(Point localization data)
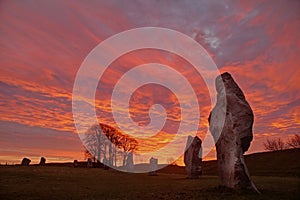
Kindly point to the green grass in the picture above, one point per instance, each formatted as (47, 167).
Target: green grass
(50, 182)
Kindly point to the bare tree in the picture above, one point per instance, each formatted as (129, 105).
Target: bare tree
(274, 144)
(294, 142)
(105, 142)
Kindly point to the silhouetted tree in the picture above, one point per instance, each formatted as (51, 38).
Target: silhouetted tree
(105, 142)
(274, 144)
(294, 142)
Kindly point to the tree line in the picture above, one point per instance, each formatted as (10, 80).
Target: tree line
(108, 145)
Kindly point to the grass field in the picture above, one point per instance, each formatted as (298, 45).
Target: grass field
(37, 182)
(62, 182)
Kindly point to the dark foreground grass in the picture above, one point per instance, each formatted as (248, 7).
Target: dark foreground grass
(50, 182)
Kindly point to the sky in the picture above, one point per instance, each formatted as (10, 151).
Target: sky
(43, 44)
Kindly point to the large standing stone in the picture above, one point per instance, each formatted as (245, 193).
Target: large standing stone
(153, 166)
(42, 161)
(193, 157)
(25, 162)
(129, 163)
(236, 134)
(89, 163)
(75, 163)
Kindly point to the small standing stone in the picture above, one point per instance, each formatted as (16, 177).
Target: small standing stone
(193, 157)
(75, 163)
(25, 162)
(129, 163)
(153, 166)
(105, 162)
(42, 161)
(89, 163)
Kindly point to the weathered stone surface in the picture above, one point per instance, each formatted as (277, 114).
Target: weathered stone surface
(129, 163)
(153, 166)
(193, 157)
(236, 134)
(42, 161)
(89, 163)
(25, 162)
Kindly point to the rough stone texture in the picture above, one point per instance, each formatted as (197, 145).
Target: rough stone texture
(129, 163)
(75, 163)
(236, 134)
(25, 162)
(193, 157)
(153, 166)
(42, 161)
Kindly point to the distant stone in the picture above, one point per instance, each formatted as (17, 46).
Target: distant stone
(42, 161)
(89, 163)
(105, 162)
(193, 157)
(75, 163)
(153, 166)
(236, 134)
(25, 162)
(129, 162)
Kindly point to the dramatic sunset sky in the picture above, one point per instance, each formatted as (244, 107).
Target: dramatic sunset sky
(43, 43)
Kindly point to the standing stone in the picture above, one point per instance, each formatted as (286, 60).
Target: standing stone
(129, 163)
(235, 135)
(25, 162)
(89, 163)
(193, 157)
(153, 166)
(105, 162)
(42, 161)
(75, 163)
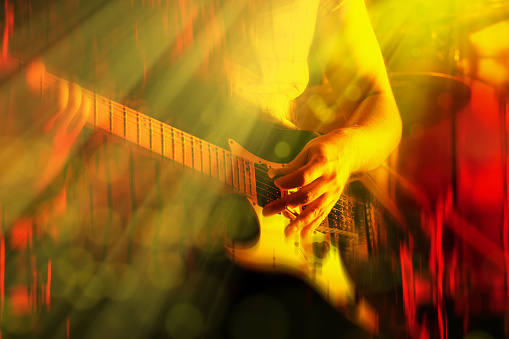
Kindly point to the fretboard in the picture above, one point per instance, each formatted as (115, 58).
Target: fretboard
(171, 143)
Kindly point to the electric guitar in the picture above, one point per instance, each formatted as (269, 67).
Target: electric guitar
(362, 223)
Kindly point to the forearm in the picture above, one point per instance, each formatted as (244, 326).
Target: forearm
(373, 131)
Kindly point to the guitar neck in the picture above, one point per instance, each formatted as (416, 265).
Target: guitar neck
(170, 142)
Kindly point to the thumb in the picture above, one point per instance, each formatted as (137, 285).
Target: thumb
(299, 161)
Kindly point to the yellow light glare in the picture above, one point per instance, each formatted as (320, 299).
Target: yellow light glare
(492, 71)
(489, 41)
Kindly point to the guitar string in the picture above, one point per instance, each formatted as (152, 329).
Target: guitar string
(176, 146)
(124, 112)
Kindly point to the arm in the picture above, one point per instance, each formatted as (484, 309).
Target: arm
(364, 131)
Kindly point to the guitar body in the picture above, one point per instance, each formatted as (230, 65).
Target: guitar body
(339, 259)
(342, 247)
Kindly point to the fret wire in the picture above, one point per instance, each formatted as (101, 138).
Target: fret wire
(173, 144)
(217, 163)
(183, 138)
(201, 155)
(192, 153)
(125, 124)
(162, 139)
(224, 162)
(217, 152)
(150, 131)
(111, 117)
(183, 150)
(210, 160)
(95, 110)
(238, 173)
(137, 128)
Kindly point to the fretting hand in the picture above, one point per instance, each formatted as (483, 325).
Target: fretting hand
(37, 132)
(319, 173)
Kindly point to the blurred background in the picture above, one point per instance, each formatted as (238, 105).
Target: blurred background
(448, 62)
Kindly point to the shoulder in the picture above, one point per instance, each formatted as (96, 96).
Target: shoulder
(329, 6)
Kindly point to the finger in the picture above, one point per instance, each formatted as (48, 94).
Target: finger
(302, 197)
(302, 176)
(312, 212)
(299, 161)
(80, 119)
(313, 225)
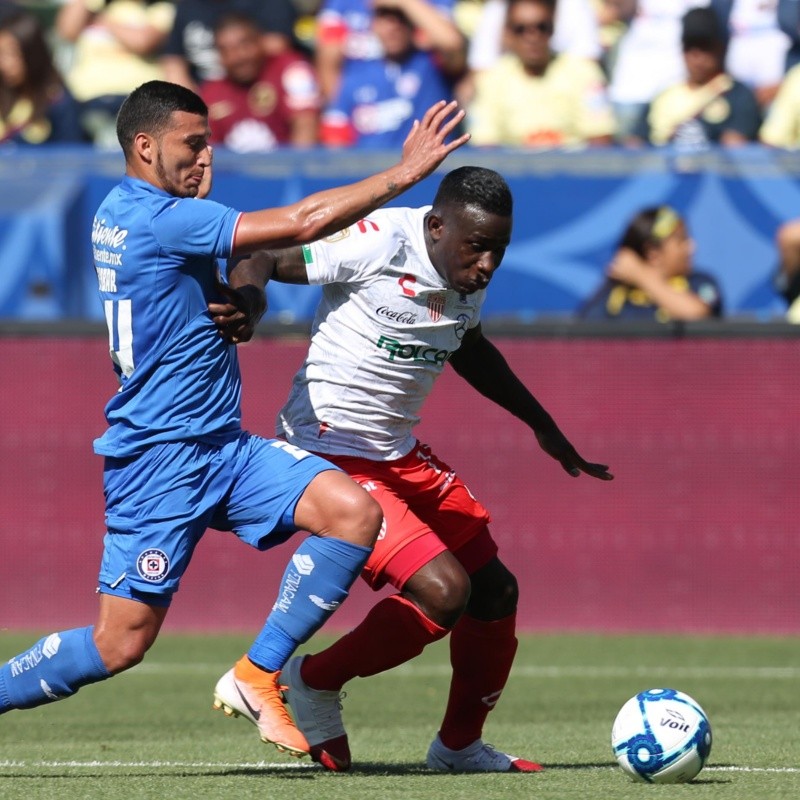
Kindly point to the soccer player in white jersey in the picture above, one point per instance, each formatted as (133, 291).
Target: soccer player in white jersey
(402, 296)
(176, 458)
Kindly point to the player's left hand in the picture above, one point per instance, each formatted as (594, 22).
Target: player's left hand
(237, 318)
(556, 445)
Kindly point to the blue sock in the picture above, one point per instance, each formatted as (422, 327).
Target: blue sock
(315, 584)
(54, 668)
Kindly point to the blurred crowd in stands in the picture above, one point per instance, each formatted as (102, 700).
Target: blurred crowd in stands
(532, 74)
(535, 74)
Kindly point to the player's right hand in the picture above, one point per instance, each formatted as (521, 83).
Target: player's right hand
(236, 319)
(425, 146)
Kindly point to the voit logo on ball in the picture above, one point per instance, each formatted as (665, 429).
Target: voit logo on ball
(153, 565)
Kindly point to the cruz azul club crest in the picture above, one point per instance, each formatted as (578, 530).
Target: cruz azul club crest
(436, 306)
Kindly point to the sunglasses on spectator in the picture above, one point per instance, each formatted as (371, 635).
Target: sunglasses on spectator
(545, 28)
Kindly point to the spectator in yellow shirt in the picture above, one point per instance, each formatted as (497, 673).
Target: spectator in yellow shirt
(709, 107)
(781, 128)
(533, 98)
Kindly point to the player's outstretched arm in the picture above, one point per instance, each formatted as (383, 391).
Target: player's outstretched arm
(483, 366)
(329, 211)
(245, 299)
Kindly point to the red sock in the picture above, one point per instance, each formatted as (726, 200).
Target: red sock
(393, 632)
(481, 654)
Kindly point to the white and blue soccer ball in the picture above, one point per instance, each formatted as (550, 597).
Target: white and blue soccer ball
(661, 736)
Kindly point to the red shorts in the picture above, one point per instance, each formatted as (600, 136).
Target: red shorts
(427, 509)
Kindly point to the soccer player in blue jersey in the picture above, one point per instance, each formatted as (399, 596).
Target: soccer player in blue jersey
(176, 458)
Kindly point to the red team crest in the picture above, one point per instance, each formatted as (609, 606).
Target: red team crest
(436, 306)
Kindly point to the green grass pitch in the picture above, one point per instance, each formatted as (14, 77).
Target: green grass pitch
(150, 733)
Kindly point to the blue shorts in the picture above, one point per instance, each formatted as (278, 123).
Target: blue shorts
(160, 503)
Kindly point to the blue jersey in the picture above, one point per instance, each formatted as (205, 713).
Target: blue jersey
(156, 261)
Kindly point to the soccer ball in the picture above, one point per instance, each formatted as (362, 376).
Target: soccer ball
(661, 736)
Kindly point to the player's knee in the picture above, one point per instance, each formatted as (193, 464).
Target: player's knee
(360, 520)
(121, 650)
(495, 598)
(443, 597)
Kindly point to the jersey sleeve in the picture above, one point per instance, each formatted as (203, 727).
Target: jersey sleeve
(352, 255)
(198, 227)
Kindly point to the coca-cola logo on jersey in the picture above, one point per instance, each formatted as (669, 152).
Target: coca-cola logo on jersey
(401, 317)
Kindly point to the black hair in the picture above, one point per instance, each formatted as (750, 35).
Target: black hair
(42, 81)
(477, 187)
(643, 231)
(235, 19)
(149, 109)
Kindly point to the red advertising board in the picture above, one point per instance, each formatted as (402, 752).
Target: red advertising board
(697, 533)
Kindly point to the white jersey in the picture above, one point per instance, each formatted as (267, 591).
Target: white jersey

* _PROBLEM TO WORK ON_: Repeat every entry above exactly as written and omit any pictures it holds.

* _SOLVED PROBLEM_:
Kindly point to the green grass in the picture above, one point per instance, each formatted as (47, 167).
Target: green grass
(50, 182)
Kindly point to the bare tree in the picture above, one point per instance, each formatted as (129, 105).
Target: bare tree
(274, 144)
(294, 142)
(105, 142)
Kindly point to the silhouetted tree in the picture above, one point per instance, each formatted as (51, 38).
Target: silhouetted tree
(105, 142)
(274, 144)
(294, 142)
Kindly point to the tree line in the picture above, one point per instance, each formatted as (10, 80).
Target: tree line
(108, 145)
Kindly point to the grass field in the picture above, one point per instance, each formatted as (298, 45).
Target: grass field
(37, 182)
(62, 182)
Kindly point to the dark foreground grass in the picture above, one point per instance, each formatted as (248, 7).
Target: dark foreground grass
(50, 182)
Kindly point to the sky in the picture above, one point per instance, each formatted as (10, 151).
Target: sky
(43, 44)
Kindly point to the large standing stone in the picture above, one point per instance, each formatted as (245, 193).
Target: large standing stone
(153, 166)
(42, 161)
(193, 157)
(25, 162)
(129, 163)
(236, 134)
(89, 163)
(75, 163)
Kindly point to the small standing stone in the picture above, one point per instance, each formatted as (16, 177).
Target: small standing stone
(193, 157)
(75, 163)
(25, 162)
(129, 163)
(153, 166)
(105, 162)
(42, 161)
(89, 163)
Kindly point to the weathered stone surface in the picture above, one point per instance, each formatted as (277, 114).
Target: weathered stone surface
(129, 163)
(153, 166)
(193, 157)
(236, 134)
(42, 161)
(89, 163)
(25, 162)
Kindly point to the rough stone texture in the picture above, one point per instance, each formatted as (197, 145).
Target: rough stone texture
(129, 163)
(75, 163)
(236, 134)
(25, 162)
(193, 157)
(153, 166)
(42, 161)
Kindly point to the distant stone in the picture above, one point per instance, each formatted as (17, 46).
Target: distant stone
(42, 161)
(89, 163)
(105, 162)
(193, 157)
(75, 163)
(153, 166)
(236, 134)
(25, 162)
(129, 162)
Kindly point to the dramatic sunset sky in the picture above, one point per instance, each formatted as (244, 107).
Target: dramatic sunset sky
(43, 43)
Kindly point to the standing stone in the picture above, one point per instance, each formatted as (286, 60).
Target: standing stone
(129, 163)
(235, 135)
(25, 162)
(89, 163)
(193, 157)
(153, 166)
(105, 162)
(42, 161)
(75, 163)
Kindly point to the fretboard in the picture above, one point per instance, each formatted as (115, 58).
Target: fretboard
(171, 143)
Kindly point to the electric guitar in the picture above, one point per instance, each formatted as (269, 67).
Target: electric guitar
(362, 223)
Kindly point to the forearm in the picture above, one point per instance, each formatted as (244, 326).
Target: forearm
(373, 131)
Kindly point to the guitar neck in the picture above, one point per instance, each formatted as (416, 265).
Target: guitar neck
(170, 142)
Kindly point to the thumb in the picture above, one point per instance, each formatted as (137, 285).
Target: thumb
(299, 161)
Kindly point to the yellow light glare in the picture above, one point per instance, each formatted as (320, 299).
Target: yellow light glare
(492, 71)
(489, 41)
Kindly point to the guitar string in the picture above, one point per instance, each formatted as (152, 329).
Target: guitar string
(176, 146)
(124, 112)
Kindly point to the arm in the picture above, one point per instance, each formatted as (484, 309).
Target: arm
(364, 131)
Kindly point to the guitar body in the picture above, one point per instance, each formatted as (230, 65).
Target: guitar body
(339, 259)
(342, 247)
Kindly point to the fret wire in the picture above, one point per instance, each formatted as (101, 138).
Target: fret wire
(173, 144)
(217, 163)
(183, 138)
(201, 155)
(192, 153)
(125, 124)
(162, 139)
(224, 162)
(217, 152)
(150, 131)
(111, 117)
(183, 150)
(210, 160)
(95, 110)
(238, 173)
(137, 128)
Kindly point to the fretting hand in the picture above, one point per instance, each formatted as (483, 325).
Target: fretting hand
(37, 132)
(319, 173)
Kindly point to the blurred background in the picture above, one point per instance, each formatted as (238, 105).
Target: blurred background
(448, 62)
Kindly point to the shoulder in the picture above, one point per instance, each formatted as (96, 96).
Target: shoulder
(329, 6)
Kindly point to the finger in the picture above, one point per instance, each formatted as (48, 94).
Target: finger
(302, 197)
(302, 176)
(312, 212)
(299, 161)
(80, 119)
(313, 225)
Kindly point to the soccer player in white jersey in the picture above, one point per instance, each formatted as (133, 291).
Target: soccer player in white jersey
(402, 296)
(176, 458)
Kindly point to the player's left hand in the picture above, one point per instance, each formatted as (594, 22).
Target: player's left hand
(237, 318)
(556, 445)
Kindly point to the blue sock in the picture above, one point per instance, each formatted as (422, 327).
Target: blue sock
(315, 584)
(54, 668)
Kindly point to the blurred crowd in stands in the picture above, one point per instance, each formatted as (102, 700).
Target: blurred crowd in stands
(532, 74)
(535, 74)
Kindly point to the player's right hand in the picture above, one point per instance, each formatted as (521, 83).
Target: player's right hand
(236, 319)
(425, 146)
Kindly point to the voit logo on ball in the picture above, one point per instance, each formatted as (665, 429).
Target: voit logo on ball
(153, 565)
Kindly point to the cruz azul club crest in the picture above, one point per instance, each formatted as (578, 530).
Target: cruz azul club crest
(436, 306)
Kindly point to the sunglasses on spectator in the picture above, one point per instance, each formatted as (371, 635).
Target: sunglasses on spectator
(545, 28)
Kindly point to the spectator in yellow shirt in the picture above, one point per instance, each formatted as (497, 673).
Target: spectator in yellow shirt
(709, 107)
(781, 128)
(533, 98)
Kindly point to the player's outstretched arm in the picture above, one point per instance, each formatted as (383, 391).
Target: player's outstretched arm
(483, 366)
(329, 211)
(245, 299)
Kindly point to the red sock in the picture above, one point per instance, each formatted as (726, 200).
Target: red sock
(393, 632)
(481, 654)
Kindly point to the white and blue soccer ball in the picture above, one point per instance, each formatted as (550, 597).
Target: white and blue soccer ball
(661, 736)
Kindly point to the red shorts in the picture above, one point per instance, each formatted as (600, 136).
Target: red shorts
(427, 509)
Kindly point to the soccer player in blue jersey in the picture above, one point per instance, each formatted as (399, 596).
Target: soccer player in blue jersey
(176, 458)
Kindly point to the red team crest in the picture above, one point per instance, each formatted as (609, 606).
Target: red team crest
(436, 306)
Kindly point to the green grass pitch in the picture above, one point per instance, each formatted as (14, 77).
Target: green grass pitch
(150, 733)
Kindly point to the blue shorts in the picture above, one point per instance, each formatted as (278, 123).
Target: blue shorts
(160, 503)
Kindly point to the blue jersey in the picture above, one point per instance, each formatted as (205, 713).
Target: blue jersey
(156, 261)
Kindly point to the soccer ball in the picture above, one point per instance, each formatted as (362, 376).
Target: soccer ball
(661, 736)
Kindly point to the player's knee in the picture above, one point per instance, each formatted as (193, 464).
Target: player's knee
(360, 520)
(121, 650)
(495, 598)
(443, 597)
Kindly point to the jersey sleeve in the picture above, one point per instance, each formatted as (203, 727).
Target: jersey sleeve
(352, 255)
(198, 227)
Kindly point to the coca-cola logo on jersey in the picture above, one point per instance, each formatted as (669, 152).
Target: coca-cola logo on jersey
(401, 317)
Kindly point to the black hair in the picture above, one point per instance, each formatted as (750, 35).
Target: black hair
(42, 81)
(477, 187)
(643, 231)
(235, 19)
(149, 109)
Kindly point to the red advertising board in the picture above, one point per instance, each formatted as (402, 752).
Target: red advertising board
(697, 533)
Kindly point to the white jersey in the picture above, one point per instance, each formatted as (267, 591).
Target: white jersey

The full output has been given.